## Goal of the exercise
Select every line of the material that contains the string "rough", treating uppercase and lowercase as different, and copy those lines.

(Collected data)
=== Section Start ===
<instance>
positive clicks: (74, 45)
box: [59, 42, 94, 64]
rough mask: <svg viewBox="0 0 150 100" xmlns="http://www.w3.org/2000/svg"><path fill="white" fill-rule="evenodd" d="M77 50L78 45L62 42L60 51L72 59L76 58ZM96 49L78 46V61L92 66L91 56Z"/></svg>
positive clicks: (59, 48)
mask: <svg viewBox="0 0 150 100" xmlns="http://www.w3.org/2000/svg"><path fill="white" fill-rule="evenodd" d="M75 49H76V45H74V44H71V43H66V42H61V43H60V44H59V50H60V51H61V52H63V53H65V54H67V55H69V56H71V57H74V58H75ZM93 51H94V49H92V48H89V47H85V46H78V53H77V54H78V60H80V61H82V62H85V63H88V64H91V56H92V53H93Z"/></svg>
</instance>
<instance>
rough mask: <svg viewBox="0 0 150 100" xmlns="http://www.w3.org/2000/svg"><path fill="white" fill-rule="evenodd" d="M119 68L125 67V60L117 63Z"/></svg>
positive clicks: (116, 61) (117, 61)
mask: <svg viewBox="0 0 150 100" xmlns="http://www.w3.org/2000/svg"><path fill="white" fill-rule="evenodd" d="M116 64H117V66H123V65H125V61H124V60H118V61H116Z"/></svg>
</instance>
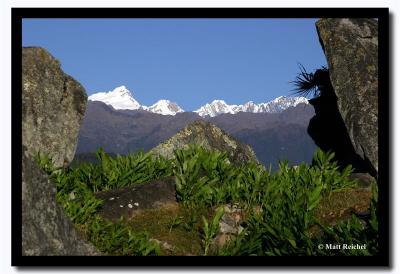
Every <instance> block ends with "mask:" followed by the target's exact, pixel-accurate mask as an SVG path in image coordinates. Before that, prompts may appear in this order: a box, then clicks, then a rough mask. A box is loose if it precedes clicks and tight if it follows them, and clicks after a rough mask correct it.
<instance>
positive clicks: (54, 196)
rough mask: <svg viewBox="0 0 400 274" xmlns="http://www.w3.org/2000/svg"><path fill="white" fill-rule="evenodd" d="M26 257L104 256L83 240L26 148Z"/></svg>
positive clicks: (52, 190)
mask: <svg viewBox="0 0 400 274" xmlns="http://www.w3.org/2000/svg"><path fill="white" fill-rule="evenodd" d="M22 255H23V256H31V255H34V256H52V255H76V256H80V255H100V253H99V252H98V251H97V250H96V249H95V248H94V247H93V246H92V245H91V244H88V243H86V242H85V241H84V240H82V238H81V236H80V235H78V234H77V232H76V230H75V229H74V226H73V224H72V223H71V221H70V220H69V219H68V217H67V216H66V215H65V213H64V211H63V209H62V208H61V206H60V205H59V204H57V202H56V189H55V186H54V184H53V183H52V182H50V181H49V178H48V176H47V174H46V173H45V172H44V171H43V170H41V169H39V168H38V166H37V164H36V163H35V162H34V161H33V160H32V158H31V156H30V154H29V153H28V151H27V150H26V148H25V147H23V149H22Z"/></svg>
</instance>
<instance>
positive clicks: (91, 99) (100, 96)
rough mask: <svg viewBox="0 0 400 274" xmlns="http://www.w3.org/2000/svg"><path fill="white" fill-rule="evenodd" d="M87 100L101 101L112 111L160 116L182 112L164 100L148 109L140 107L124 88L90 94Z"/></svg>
mask: <svg viewBox="0 0 400 274" xmlns="http://www.w3.org/2000/svg"><path fill="white" fill-rule="evenodd" d="M88 99H89V100H90V101H101V102H103V103H105V104H107V105H110V106H112V107H113V108H114V109H129V110H137V109H142V110H146V111H149V112H153V113H157V114H162V115H175V114H177V113H179V112H183V109H182V108H181V107H179V106H178V105H177V104H176V103H173V102H170V101H169V100H164V99H162V100H159V101H158V102H157V103H155V104H153V105H151V106H150V107H147V106H142V105H140V104H139V102H138V101H136V100H135V99H134V98H133V95H132V93H131V92H130V91H129V90H128V89H127V88H126V87H125V86H120V87H117V88H115V89H114V90H112V91H109V92H98V93H95V94H92V95H91V96H89V98H88Z"/></svg>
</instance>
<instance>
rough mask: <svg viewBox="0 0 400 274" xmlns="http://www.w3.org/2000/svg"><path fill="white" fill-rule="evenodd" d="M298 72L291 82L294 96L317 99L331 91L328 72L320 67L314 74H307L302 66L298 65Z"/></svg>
mask: <svg viewBox="0 0 400 274" xmlns="http://www.w3.org/2000/svg"><path fill="white" fill-rule="evenodd" d="M299 68H300V72H299V74H297V76H296V80H294V81H292V82H291V83H293V84H294V85H295V88H294V94H297V95H301V96H304V97H308V96H309V95H312V96H313V97H318V96H320V95H321V93H322V94H325V93H329V91H330V90H331V89H332V84H331V82H330V79H329V70H328V68H327V67H325V66H322V67H321V68H320V69H317V70H315V72H314V73H312V72H311V73H309V72H307V70H306V69H305V68H304V66H303V65H301V64H299Z"/></svg>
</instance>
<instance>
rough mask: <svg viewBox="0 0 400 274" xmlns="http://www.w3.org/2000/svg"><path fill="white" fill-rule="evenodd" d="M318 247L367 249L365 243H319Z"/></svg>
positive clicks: (336, 248) (351, 248) (336, 249)
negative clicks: (352, 243)
mask: <svg viewBox="0 0 400 274" xmlns="http://www.w3.org/2000/svg"><path fill="white" fill-rule="evenodd" d="M318 249H326V250H346V249H360V250H362V249H367V244H319V245H318Z"/></svg>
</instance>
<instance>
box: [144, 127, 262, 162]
mask: <svg viewBox="0 0 400 274" xmlns="http://www.w3.org/2000/svg"><path fill="white" fill-rule="evenodd" d="M191 144H192V145H201V146H202V147H203V148H204V149H206V150H219V151H225V152H227V155H228V158H229V160H230V161H231V162H232V163H235V164H237V165H242V164H246V163H249V162H256V163H258V160H257V157H256V154H255V153H254V151H253V149H252V148H251V147H250V146H248V145H246V144H243V143H241V142H239V141H238V140H236V139H235V138H233V137H231V136H230V135H228V134H227V133H226V132H224V131H223V130H222V129H220V128H219V127H217V126H215V125H213V124H211V123H209V122H206V121H204V120H198V121H194V122H192V123H190V124H189V125H187V126H186V127H185V128H184V129H182V130H181V131H179V132H178V133H177V134H175V135H174V136H172V137H171V138H170V139H168V140H166V141H165V142H163V143H161V144H160V145H158V146H157V147H155V148H153V149H152V150H151V151H150V152H152V153H153V154H155V155H161V156H164V157H166V158H173V157H174V151H175V150H176V149H184V148H187V147H188V146H189V145H191Z"/></svg>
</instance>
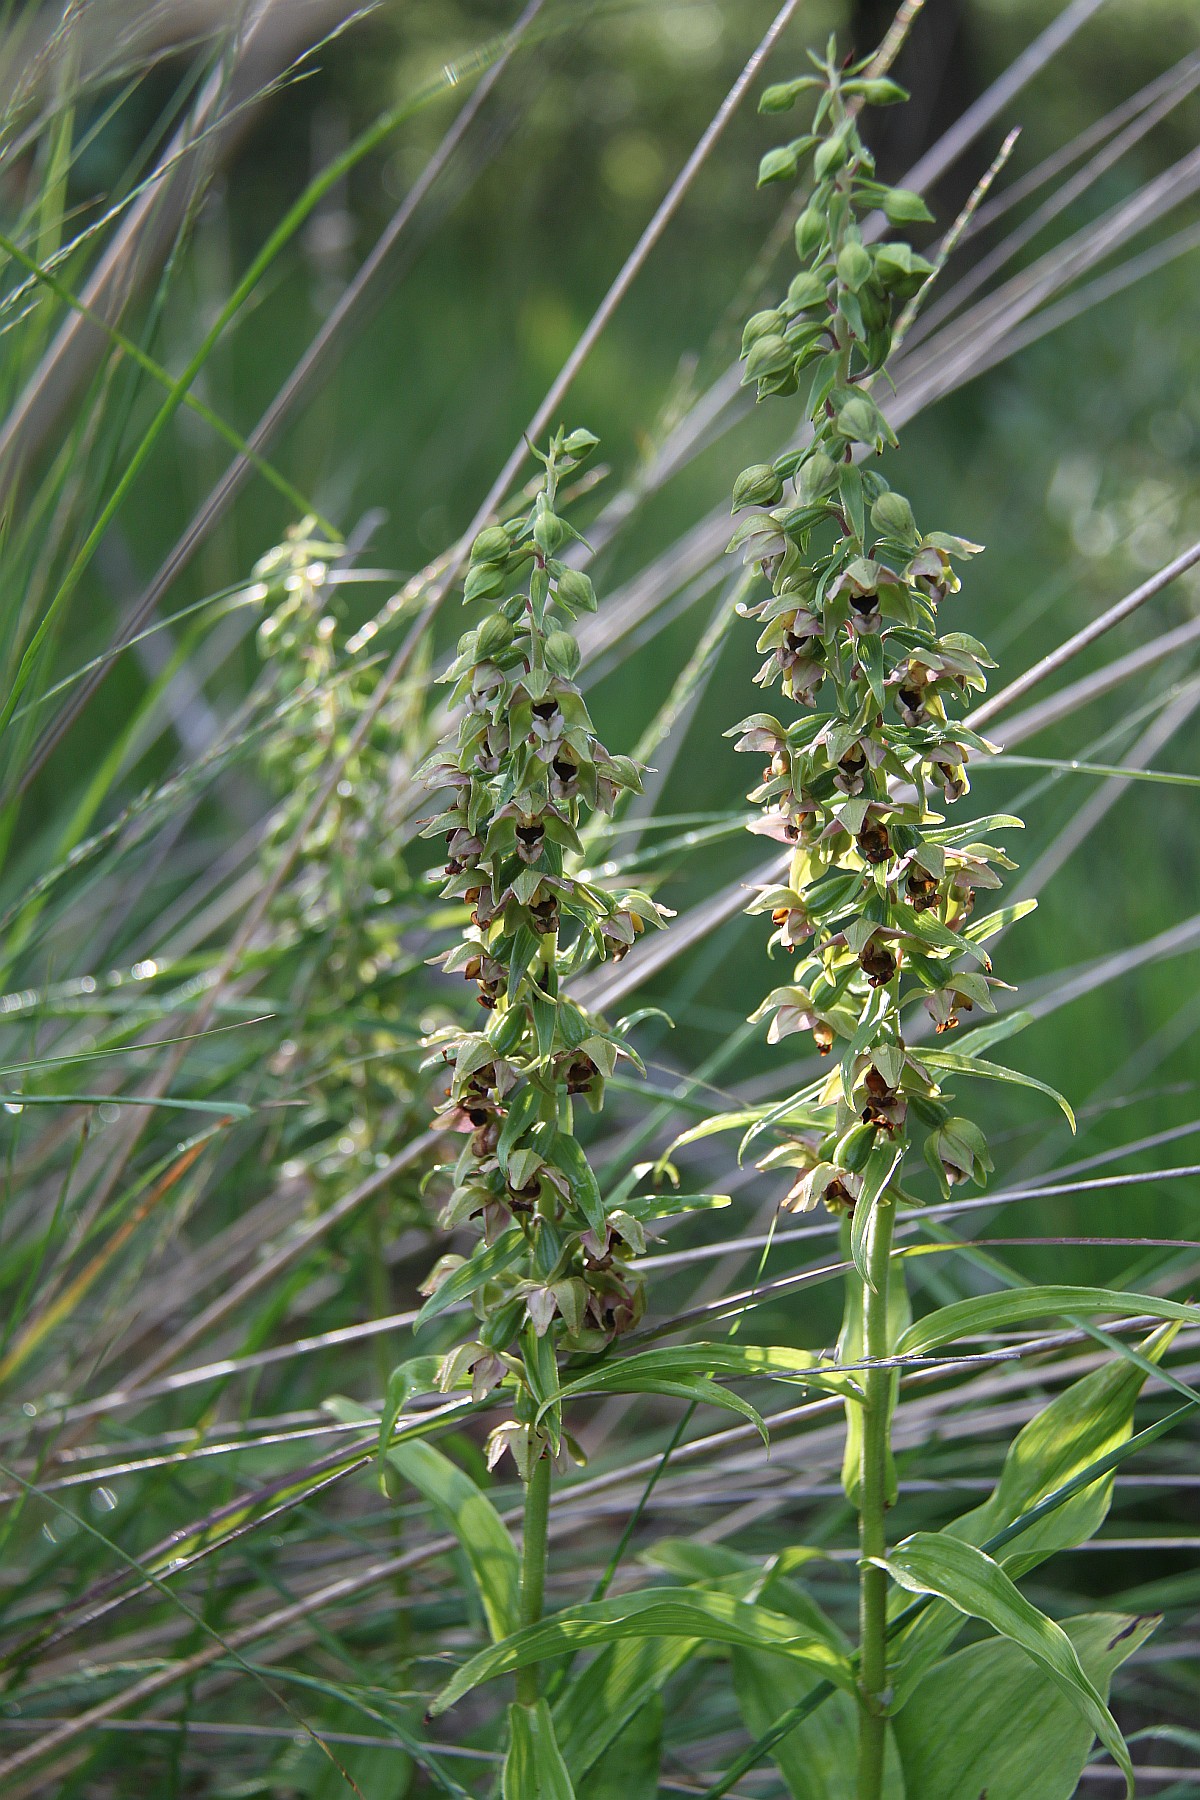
=== Section End ===
## Result of this exercise
rough mask: <svg viewBox="0 0 150 100" xmlns="http://www.w3.org/2000/svg"><path fill="white" fill-rule="evenodd" d="M77 50L78 45L62 42L60 51L72 59L76 58ZM96 49L78 46V61L92 66L91 56Z"/></svg>
rough mask: <svg viewBox="0 0 150 100" xmlns="http://www.w3.org/2000/svg"><path fill="white" fill-rule="evenodd" d="M119 68L125 67V60L117 63Z"/></svg>
Every <instance> block ends with "mask:" followed by the target's exact, pixel-accurate mask as an SVG path in image coordinates. Before that, prompts may appear in this order: a box, then clicks, then a rough mask. A box is loose if it precedes clicks and tight if it follows them, and clicks after a rough mask correct it.
rough mask: <svg viewBox="0 0 400 274" xmlns="http://www.w3.org/2000/svg"><path fill="white" fill-rule="evenodd" d="M26 257L104 256L83 240L26 148Z"/></svg>
rough mask: <svg viewBox="0 0 400 274" xmlns="http://www.w3.org/2000/svg"><path fill="white" fill-rule="evenodd" d="M87 100L101 101L112 111L160 116L182 112L164 100L148 109L140 107L124 88L90 94Z"/></svg>
rough mask: <svg viewBox="0 0 400 274" xmlns="http://www.w3.org/2000/svg"><path fill="white" fill-rule="evenodd" d="M298 72L291 82L294 96L317 99L331 91L328 72L320 67L314 74H307L302 66L298 65Z"/></svg>
rough mask: <svg viewBox="0 0 400 274" xmlns="http://www.w3.org/2000/svg"><path fill="white" fill-rule="evenodd" d="M318 247L367 249L365 243H319Z"/></svg>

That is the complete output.